Instruction. Switch every "oryx" to "antelope" in the stretch from the start of the records through the line containing "[82,33,165,103]", and write out those lines again with nothing else changed. Leave the pictures out of your answer.

The records.
=======

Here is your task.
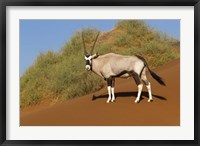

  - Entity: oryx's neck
[92,58,102,77]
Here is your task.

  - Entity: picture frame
[0,0,200,146]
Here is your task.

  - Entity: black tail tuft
[149,69,166,86]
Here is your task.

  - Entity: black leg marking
[111,78,115,88]
[142,80,149,86]
[140,65,146,78]
[132,73,141,85]
[106,78,112,86]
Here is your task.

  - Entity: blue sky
[20,20,180,75]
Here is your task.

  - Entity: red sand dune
[20,59,180,126]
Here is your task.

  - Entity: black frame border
[0,0,200,146]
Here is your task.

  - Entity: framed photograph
[0,0,200,145]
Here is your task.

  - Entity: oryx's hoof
[111,99,115,102]
[148,99,153,102]
[135,100,139,103]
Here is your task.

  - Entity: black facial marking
[85,60,90,65]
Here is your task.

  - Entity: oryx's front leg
[106,78,112,103]
[133,74,143,103]
[111,78,115,102]
[107,78,115,103]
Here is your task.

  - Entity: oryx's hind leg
[132,73,143,103]
[111,78,115,102]
[106,78,112,103]
[141,68,153,102]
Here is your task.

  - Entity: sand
[20,59,180,126]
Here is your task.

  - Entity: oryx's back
[95,53,144,77]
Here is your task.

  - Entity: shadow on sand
[92,92,167,101]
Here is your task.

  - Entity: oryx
[82,33,165,103]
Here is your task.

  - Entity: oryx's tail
[147,67,165,86]
[136,55,166,86]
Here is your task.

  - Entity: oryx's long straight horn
[90,32,100,54]
[82,32,88,55]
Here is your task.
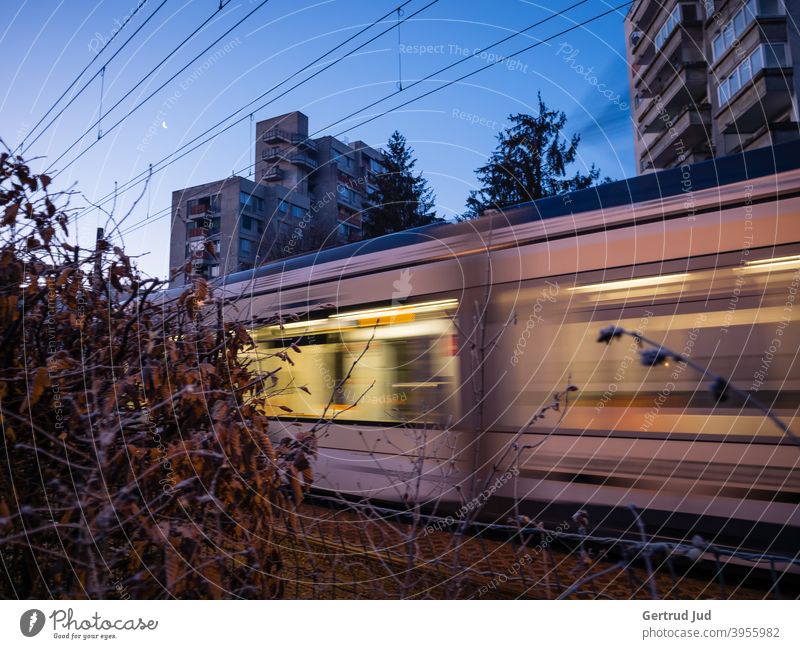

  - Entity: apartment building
[625,0,800,173]
[170,111,384,286]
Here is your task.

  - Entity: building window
[656,5,681,50]
[711,0,786,61]
[717,43,788,106]
[239,191,264,212]
[337,183,356,205]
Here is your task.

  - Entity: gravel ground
[270,504,768,599]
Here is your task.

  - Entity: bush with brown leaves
[0,147,311,598]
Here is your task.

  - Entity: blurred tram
[208,143,800,555]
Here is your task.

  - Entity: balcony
[289,153,317,171]
[291,133,317,153]
[717,69,793,135]
[643,106,711,169]
[261,127,292,144]
[189,203,214,217]
[261,146,287,162]
[626,0,662,40]
[637,64,708,133]
[261,167,283,180]
[634,21,706,97]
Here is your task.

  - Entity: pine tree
[362,131,442,239]
[461,93,600,220]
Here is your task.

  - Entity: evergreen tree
[362,131,442,239]
[460,93,600,220]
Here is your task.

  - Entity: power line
[111,0,633,243]
[68,0,432,225]
[328,0,633,137]
[17,0,162,155]
[228,0,620,178]
[49,0,262,178]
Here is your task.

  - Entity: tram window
[247,300,458,422]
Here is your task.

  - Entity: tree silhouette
[461,93,600,220]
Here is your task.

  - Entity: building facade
[170,111,384,286]
[625,0,800,173]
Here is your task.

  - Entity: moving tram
[203,143,800,555]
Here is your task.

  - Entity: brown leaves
[19,367,50,413]
[0,153,304,598]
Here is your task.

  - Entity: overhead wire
[111,0,633,246]
[16,0,168,155]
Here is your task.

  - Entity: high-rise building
[625,0,800,173]
[170,111,384,286]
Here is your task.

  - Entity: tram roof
[214,140,800,284]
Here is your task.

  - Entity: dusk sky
[0,0,634,277]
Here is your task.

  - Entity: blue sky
[0,0,634,277]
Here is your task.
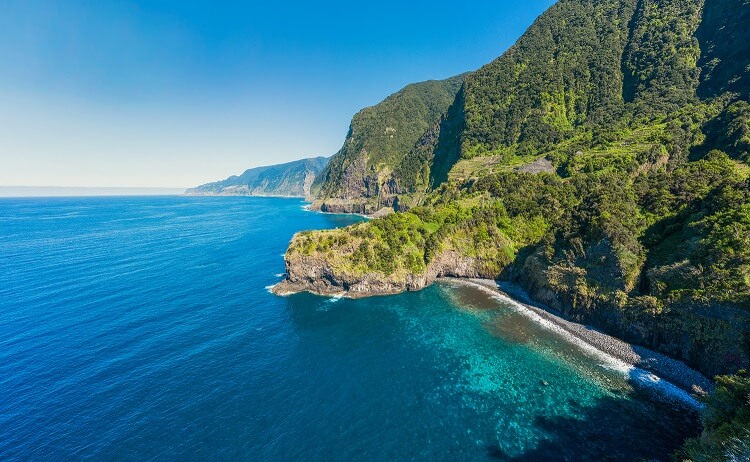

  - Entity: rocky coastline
[271,252,713,407]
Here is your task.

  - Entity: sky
[0,0,554,188]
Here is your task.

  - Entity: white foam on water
[462,281,703,409]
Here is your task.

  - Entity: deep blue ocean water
[0,197,696,461]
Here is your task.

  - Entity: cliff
[185,157,329,197]
[313,75,464,213]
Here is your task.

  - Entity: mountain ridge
[185,156,330,197]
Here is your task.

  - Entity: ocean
[0,196,699,461]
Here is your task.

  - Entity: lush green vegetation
[315,75,464,199]
[186,157,328,197]
[292,0,750,454]
[675,370,750,462]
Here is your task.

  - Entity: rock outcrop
[185,157,329,197]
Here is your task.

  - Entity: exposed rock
[515,157,555,175]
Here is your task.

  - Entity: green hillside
[287,0,750,461]
[313,75,464,211]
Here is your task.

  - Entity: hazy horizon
[0,0,554,188]
[0,185,187,198]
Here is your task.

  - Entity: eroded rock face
[513,247,750,377]
[272,251,492,298]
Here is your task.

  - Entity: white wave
[465,281,703,409]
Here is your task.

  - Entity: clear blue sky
[0,0,554,187]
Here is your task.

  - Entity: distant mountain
[185,157,329,197]
[313,74,465,212]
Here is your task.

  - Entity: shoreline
[450,278,714,409]
[268,277,714,409]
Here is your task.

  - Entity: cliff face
[313,75,464,213]
[185,157,329,197]
[273,244,490,298]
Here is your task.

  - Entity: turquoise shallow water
[0,197,696,461]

=======

Problem solution.
Here is your task.

  - Entity: antelope's neck
[92,58,102,77]
Here is your task.

  - Entity: picture frame
[0,0,200,146]
Here is your task.

  - Entity: black tail tuft
[149,69,166,86]
Here is your task.

  - Entity: black leg marking
[111,78,115,88]
[142,80,149,86]
[140,65,146,78]
[132,73,141,85]
[106,78,112,86]
Here is your task.

  - Entity: blue sky
[20,20,180,75]
Here is your task.

  - Entity: red sand dune
[20,59,180,126]
Here is your task.

  - Entity: black frame border
[0,0,200,146]
Here is your task.

  - Entity: framed photograph
[0,0,200,145]
Here is your task.

  - Entity: antelope's hoof
[111,99,115,102]
[148,99,153,102]
[135,100,139,103]
Here is your task.

  - Entity: black facial marking
[85,60,90,65]
Here is your task.

  - Entity: antelope's front leg
[106,78,112,103]
[133,74,143,103]
[111,78,115,102]
[107,78,115,103]
Here is your task.

  - Entity: antelope's hind leg
[132,73,143,103]
[111,78,115,102]
[106,78,112,103]
[141,68,153,102]
Here is your task.

  - Entity: sand
[20,59,180,126]
Here is your task.

  - Entity: antelope's back
[95,53,144,77]
Here is your task.

  - Entity: shadow on sand
[92,92,167,101]
Here is your task.

  - Entity: antelope
[82,33,165,103]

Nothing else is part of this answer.